→ **What the task requires**
Write out the data exactly as given, dropping every picture.

→ **Material provided**
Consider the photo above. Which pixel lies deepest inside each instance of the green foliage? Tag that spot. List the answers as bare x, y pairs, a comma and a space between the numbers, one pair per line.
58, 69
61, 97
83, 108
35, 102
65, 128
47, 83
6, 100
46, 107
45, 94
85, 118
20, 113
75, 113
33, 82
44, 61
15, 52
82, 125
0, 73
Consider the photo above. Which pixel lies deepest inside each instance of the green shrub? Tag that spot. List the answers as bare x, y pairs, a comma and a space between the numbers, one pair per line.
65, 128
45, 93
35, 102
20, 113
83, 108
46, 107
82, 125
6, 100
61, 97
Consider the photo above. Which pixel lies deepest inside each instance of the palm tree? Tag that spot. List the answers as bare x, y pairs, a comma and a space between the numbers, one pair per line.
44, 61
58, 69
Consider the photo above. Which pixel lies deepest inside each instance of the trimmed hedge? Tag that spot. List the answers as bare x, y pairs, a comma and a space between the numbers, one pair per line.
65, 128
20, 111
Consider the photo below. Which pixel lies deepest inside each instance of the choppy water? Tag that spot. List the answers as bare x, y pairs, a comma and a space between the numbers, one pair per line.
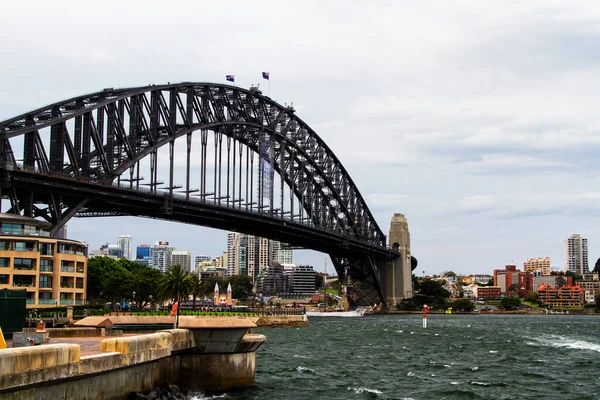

→ **Output for this task**
Consider the photo above. Which pixel lies deepest inside each instance of the green foliage? Tag that spot. List the answers as bare x, y pairs, a comma and a space between the numbers, one pair per line.
58, 69
61, 97
83, 108
35, 102
65, 128
47, 83
6, 100
46, 107
45, 94
85, 118
20, 113
75, 113
33, 82
44, 61
15, 52
82, 125
0, 73
Consider the photo above. Which pixel lies deepest inside each instance of the green shrub? Tag that spot. List the answers as bare x, y pairs, a comma and a space between the numbers, one pair per line.
65, 128
45, 93
35, 102
20, 113
83, 108
46, 107
82, 125
6, 100
61, 97
Consider the photo above. Which pixel lies deepest inside each instance of the palm tree? Tag that spot. List the answers as bare x, y pairs, a comma and a space between the numbers, one pair per line.
44, 61
58, 69
Consider the photo above. Which pixel lies deepest inside each instance of the trimmed hedge? Tag that spot. List the answers as bare x, y pairs, a comma and a space between the numbers, one pair per line.
65, 128
20, 111
Consider the photo below. Which pixel lies deepest inside each instance of the choppy water? Tag that spot. List the answers as bare x, y pairs, a comma and a space between the numbers, one pair per line.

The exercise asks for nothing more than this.